Task description.
Copy out every line from the records that includes "instance".

Recorded data.

══════════

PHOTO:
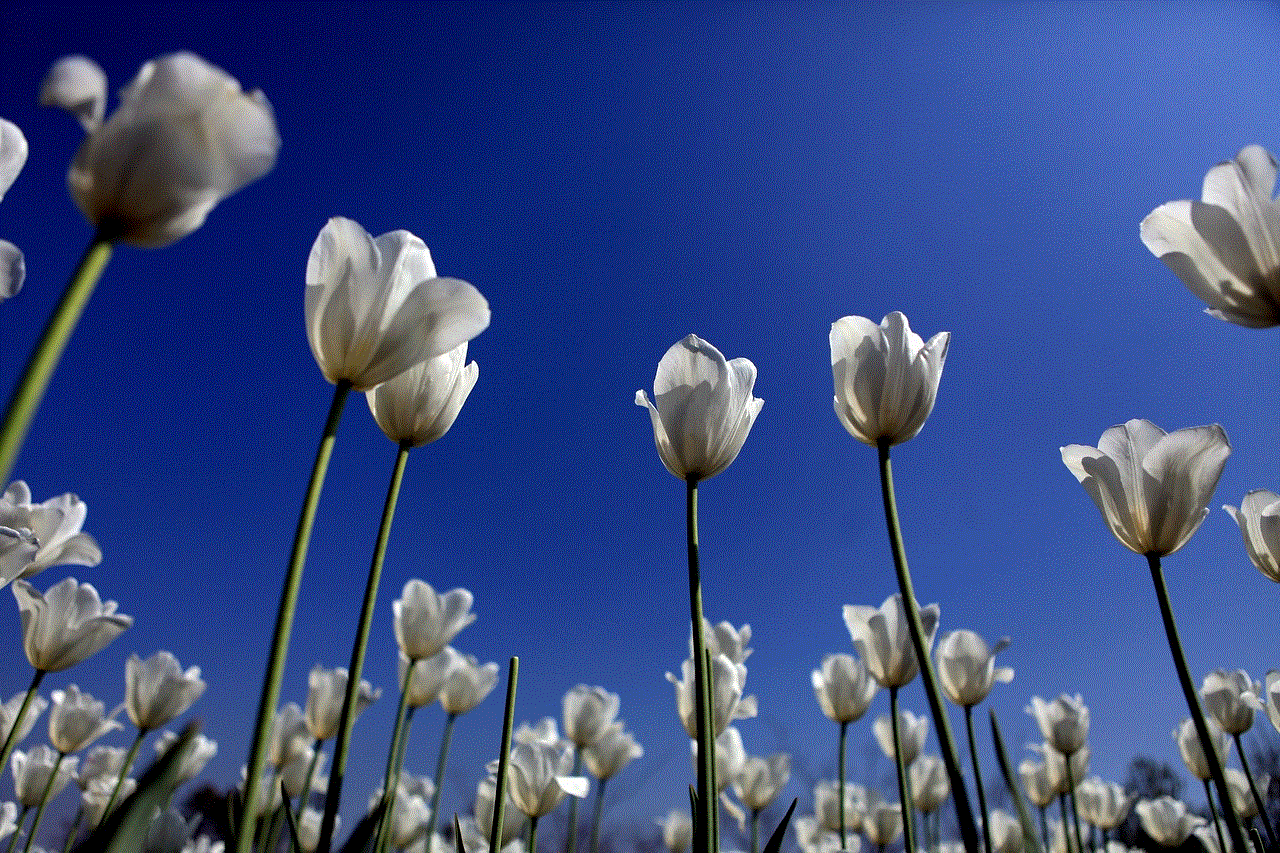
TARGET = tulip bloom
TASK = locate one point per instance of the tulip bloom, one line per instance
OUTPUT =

══════════

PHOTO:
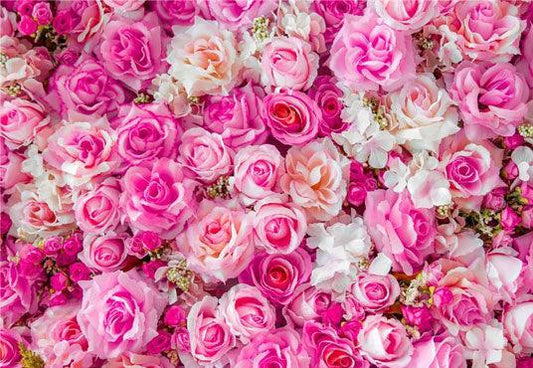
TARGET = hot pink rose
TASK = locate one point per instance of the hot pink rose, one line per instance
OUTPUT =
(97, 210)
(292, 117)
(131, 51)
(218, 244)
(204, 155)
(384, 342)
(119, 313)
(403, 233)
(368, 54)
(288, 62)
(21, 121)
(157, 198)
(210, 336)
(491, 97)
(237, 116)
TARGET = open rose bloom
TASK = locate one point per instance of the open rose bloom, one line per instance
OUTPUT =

══════════

Answer box.
TASK = locate one point per instance of the tulip bloom, one line per instance
TASK = locate one point per instance of the hot pink rose, one line per instance
TASK = locate one point per instance of the open rose bloom, one line per instance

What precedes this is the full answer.